TVF: Do you advocate pitch glides even with the coffee stirrer diameter straw?

IRT: Oh absolutely. That is the main exercise. Go as high as you can in pitch. Literally go to the limits. The beauty of semi-occluded exercises is that, because the amplitude of vibration is small, the vocal folds remain separated and there will not be much collision that wears out your voice. Pitch glides stretch the vocal ligament, which is very important to keep the voice flexible.

 

TVF: How has understanding of voice science shaped your own singing, as I know you are a very accomplished tenor?

IRT: I was one of those persons who suffered because my speaking voice was not well placed. As a child I grew up in Germany, in an environment around the dinner table where there was always very loud speech. I developed very tight and pressed speech habits, and I realized that pressed voice does not connect well to a singing voice, especially if you want to sing in mid-registration at high pitches. So I had to really work hard to break through that poor connection between two voices. I am still working on it. Every day I have to prevent reverting back to the habits that I adapted to as a young boy. For some people, it’s constant resetting of the voice. It may never be permanently fixed. You have to keep bringing it back to a central placement.

> _Raw data_:
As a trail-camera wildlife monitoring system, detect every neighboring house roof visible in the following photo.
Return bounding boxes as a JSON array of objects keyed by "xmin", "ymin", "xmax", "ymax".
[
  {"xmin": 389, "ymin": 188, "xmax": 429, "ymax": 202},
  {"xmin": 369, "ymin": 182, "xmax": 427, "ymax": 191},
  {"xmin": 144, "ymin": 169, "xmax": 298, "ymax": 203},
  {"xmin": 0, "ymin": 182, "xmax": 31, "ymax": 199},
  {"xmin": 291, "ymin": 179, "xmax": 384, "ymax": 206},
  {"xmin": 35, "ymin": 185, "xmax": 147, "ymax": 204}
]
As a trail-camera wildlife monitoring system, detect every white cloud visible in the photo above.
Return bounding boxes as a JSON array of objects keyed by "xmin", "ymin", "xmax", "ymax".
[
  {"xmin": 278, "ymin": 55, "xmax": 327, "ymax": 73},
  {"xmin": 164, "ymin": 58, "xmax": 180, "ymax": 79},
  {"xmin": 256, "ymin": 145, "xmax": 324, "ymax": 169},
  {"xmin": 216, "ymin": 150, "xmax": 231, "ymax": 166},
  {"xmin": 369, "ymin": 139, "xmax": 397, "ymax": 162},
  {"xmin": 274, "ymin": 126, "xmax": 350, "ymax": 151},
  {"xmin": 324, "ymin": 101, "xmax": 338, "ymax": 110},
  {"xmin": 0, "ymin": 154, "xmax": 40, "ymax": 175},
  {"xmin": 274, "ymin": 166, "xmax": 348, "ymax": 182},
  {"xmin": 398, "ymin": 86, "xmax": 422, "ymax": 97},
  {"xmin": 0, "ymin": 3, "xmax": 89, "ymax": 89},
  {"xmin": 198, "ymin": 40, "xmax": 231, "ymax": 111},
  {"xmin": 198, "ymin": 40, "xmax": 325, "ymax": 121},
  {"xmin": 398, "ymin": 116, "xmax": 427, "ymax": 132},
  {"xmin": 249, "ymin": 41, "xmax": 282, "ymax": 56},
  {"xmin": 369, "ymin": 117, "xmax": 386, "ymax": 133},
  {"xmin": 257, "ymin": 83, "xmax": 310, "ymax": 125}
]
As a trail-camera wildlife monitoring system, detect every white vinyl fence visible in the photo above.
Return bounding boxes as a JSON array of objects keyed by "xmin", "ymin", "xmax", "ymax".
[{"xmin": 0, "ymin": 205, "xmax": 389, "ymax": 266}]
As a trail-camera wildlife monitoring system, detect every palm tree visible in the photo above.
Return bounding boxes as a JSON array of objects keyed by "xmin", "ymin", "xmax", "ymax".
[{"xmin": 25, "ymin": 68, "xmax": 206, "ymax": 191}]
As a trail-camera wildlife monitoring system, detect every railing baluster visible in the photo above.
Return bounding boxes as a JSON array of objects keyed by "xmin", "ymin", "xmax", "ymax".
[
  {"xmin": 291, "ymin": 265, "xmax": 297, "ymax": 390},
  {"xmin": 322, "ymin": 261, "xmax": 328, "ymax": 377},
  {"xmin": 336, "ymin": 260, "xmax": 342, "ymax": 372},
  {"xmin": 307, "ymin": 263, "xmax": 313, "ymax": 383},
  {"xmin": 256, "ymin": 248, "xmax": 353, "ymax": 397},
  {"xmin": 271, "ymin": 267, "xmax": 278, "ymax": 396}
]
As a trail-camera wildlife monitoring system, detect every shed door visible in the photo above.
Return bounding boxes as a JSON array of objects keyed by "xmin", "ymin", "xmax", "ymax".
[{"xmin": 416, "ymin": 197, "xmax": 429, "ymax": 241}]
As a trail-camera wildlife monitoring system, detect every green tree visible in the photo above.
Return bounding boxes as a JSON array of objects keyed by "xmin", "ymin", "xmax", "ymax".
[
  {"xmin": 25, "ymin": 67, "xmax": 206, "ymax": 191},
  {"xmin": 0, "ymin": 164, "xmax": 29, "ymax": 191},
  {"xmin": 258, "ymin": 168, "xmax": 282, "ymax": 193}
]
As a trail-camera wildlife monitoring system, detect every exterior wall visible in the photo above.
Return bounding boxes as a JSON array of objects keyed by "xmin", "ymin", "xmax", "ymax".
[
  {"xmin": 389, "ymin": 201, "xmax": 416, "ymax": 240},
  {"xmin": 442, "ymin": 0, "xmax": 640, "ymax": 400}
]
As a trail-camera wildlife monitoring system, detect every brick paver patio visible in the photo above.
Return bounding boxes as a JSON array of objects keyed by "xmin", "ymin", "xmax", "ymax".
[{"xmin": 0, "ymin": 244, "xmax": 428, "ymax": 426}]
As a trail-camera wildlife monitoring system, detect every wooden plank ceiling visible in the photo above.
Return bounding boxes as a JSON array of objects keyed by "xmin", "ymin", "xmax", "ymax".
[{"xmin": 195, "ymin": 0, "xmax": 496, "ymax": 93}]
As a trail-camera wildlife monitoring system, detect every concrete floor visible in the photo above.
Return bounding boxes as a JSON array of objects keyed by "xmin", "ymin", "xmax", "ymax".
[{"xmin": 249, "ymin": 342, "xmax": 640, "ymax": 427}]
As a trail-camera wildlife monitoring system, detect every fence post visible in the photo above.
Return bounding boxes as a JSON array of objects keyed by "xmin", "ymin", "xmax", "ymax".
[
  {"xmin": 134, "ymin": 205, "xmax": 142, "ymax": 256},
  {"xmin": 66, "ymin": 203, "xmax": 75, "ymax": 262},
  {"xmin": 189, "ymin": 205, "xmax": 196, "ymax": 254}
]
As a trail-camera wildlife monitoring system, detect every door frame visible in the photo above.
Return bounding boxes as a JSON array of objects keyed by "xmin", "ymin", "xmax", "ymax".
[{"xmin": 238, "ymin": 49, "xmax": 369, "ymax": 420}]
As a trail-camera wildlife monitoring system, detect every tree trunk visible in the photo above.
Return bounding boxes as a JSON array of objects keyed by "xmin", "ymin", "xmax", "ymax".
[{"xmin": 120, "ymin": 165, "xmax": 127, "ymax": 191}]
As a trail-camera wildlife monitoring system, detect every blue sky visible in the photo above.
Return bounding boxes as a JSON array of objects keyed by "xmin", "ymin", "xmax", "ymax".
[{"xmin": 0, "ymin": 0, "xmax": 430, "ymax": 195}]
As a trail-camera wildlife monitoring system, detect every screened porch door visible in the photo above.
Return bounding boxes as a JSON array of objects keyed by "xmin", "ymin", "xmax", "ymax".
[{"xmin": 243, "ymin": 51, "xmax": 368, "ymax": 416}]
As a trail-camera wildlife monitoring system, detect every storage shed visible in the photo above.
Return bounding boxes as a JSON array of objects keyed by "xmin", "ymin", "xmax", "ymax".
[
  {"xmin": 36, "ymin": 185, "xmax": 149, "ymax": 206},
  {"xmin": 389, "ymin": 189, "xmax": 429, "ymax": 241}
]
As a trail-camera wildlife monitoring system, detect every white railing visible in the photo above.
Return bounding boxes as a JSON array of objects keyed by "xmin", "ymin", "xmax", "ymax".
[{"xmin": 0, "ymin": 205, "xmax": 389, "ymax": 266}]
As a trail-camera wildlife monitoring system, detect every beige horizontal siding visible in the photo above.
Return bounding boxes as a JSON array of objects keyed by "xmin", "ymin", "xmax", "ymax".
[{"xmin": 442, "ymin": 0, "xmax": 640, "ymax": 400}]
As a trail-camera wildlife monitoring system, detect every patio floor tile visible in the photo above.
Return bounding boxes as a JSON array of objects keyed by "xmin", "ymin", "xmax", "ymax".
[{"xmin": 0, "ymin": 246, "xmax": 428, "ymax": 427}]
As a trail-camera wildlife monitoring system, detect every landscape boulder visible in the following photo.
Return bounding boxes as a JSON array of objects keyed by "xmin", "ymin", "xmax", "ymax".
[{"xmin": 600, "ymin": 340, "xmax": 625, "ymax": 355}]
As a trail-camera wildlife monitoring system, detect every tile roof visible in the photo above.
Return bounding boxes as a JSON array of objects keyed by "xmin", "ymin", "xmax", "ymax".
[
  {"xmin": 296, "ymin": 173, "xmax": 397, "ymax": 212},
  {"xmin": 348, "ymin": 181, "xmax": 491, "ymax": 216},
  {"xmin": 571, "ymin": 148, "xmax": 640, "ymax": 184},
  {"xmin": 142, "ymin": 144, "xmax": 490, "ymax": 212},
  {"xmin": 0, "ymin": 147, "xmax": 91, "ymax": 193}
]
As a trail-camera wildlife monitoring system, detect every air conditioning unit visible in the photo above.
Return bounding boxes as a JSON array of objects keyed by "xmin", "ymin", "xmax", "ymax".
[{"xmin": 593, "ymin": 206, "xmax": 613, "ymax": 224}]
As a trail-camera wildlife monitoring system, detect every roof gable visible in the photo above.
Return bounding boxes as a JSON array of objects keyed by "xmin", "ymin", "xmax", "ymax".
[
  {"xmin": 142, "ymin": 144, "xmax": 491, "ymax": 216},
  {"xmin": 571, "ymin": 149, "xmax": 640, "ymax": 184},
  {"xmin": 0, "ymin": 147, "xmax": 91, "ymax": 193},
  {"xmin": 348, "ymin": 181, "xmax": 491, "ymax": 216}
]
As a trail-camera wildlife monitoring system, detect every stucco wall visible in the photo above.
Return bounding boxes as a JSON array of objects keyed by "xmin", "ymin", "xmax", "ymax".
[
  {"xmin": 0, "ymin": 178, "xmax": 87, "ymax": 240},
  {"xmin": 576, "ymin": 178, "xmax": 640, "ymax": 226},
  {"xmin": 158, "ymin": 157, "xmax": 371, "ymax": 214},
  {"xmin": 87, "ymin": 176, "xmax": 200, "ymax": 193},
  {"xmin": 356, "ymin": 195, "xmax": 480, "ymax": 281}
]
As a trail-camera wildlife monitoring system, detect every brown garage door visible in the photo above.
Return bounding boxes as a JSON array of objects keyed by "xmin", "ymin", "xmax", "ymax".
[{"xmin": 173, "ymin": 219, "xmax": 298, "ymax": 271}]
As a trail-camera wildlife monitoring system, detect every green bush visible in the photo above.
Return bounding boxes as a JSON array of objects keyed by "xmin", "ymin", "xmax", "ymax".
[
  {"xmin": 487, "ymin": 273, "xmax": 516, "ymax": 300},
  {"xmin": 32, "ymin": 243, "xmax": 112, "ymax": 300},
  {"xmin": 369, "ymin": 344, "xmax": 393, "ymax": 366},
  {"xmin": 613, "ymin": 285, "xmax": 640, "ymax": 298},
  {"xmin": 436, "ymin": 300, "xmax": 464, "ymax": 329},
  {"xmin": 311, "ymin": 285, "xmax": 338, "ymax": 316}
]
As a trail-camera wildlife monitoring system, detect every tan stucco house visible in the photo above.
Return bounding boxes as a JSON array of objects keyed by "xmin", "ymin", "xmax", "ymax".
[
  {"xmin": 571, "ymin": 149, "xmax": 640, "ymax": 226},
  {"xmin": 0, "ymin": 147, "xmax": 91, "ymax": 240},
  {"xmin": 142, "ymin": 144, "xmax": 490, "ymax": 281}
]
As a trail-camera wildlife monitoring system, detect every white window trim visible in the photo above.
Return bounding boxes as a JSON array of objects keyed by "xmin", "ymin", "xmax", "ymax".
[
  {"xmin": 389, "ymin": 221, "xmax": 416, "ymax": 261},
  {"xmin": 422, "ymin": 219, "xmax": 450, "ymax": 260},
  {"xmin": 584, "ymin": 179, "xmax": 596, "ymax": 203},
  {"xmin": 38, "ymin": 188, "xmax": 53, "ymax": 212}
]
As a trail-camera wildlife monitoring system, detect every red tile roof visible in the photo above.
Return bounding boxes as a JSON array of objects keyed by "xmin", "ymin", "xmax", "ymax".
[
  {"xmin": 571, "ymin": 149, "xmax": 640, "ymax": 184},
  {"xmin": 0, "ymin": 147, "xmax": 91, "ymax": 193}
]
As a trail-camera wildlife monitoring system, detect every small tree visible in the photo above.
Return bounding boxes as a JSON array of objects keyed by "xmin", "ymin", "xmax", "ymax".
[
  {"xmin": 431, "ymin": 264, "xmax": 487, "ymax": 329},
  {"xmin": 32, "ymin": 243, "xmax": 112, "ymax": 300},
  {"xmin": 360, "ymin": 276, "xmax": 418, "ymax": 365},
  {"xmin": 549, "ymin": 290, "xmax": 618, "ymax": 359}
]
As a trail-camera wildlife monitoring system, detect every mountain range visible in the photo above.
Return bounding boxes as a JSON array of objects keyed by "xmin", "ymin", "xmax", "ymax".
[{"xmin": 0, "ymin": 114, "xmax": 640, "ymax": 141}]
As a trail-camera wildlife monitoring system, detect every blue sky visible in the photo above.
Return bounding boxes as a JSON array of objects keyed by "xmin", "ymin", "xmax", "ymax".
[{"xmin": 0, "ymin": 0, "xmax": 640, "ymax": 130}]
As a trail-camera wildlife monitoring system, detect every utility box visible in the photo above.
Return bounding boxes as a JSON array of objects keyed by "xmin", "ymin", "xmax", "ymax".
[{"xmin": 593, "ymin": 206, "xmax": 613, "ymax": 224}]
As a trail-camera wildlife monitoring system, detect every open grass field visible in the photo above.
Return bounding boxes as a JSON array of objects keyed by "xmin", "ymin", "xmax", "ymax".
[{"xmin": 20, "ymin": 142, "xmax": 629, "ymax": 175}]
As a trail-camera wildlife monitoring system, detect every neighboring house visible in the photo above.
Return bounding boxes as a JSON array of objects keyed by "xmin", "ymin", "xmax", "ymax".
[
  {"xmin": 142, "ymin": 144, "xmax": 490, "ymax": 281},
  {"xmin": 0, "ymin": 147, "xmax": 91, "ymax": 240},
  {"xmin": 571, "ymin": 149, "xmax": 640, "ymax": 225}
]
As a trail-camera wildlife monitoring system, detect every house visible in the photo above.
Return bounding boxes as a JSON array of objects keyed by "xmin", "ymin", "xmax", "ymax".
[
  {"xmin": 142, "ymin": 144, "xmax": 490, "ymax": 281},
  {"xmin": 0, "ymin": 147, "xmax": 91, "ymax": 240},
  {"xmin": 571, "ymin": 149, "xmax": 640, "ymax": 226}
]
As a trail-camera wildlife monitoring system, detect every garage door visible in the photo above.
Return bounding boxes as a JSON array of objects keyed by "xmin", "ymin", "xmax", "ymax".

> _Activity 1_:
Answer these questions using the voice interview:
(a) According to the interview, what do pitch glides stretch?
(b) In what country did the tenor grow up?
(c) What kind of speech habits did he develop as a child?
> _Activity 2_: Please rewrite the paragraph of the voice interview beginning "Oh absolutely. That is the main exercise." as a shorter paragraph that keeps its main facts.
> _Activity 3_: Carry the voice interview on from its last sentence.

> _Written reply 1_:
(a) The vocal ligament.
(b) Germany.
(c) Very tight and pressed speech habits.

> _Written reply 2_: Pitch glides are the main exercise and should go as high as possible, to the limits. In semi-occluded exercises the small amplitude of vibration keeps the vocal folds separated, so little collision wears out the voice. Pitch glides stretch the vocal ligament, which keeps the voice flexible.

> _Written reply 3_:
 

TVF: What is Vocology?

IRT: Vocology is study of vocalization. You can compare that to audiology, which is study of hearing. We are trying to develop a more specific title for clinical vocologists, or certified vocologists, similar to a certified audiologist. That would be someone who knows how to habilitate or rehabilitate voices. We stress habilitation more than rehabilitation because we deal with so many people who need voice beyond just conversational speech.

 

TVF: What do you think the next steps are in growing the field of Vocology?

IRT: I am the president of a new association called Pan American Vocology Association. What I hear from the members is that they want a clear training program. They want both didactic training and clinical training beyond what one gets in a normal speech-language pathology program, or what one gets in a normal music school. They are all recognizing that the field has grown and there is so much knowledge about voice that isn’t being taught in traditional departments.

 

TVF: What do you think were the most important contributions in the past years in the field of Voice?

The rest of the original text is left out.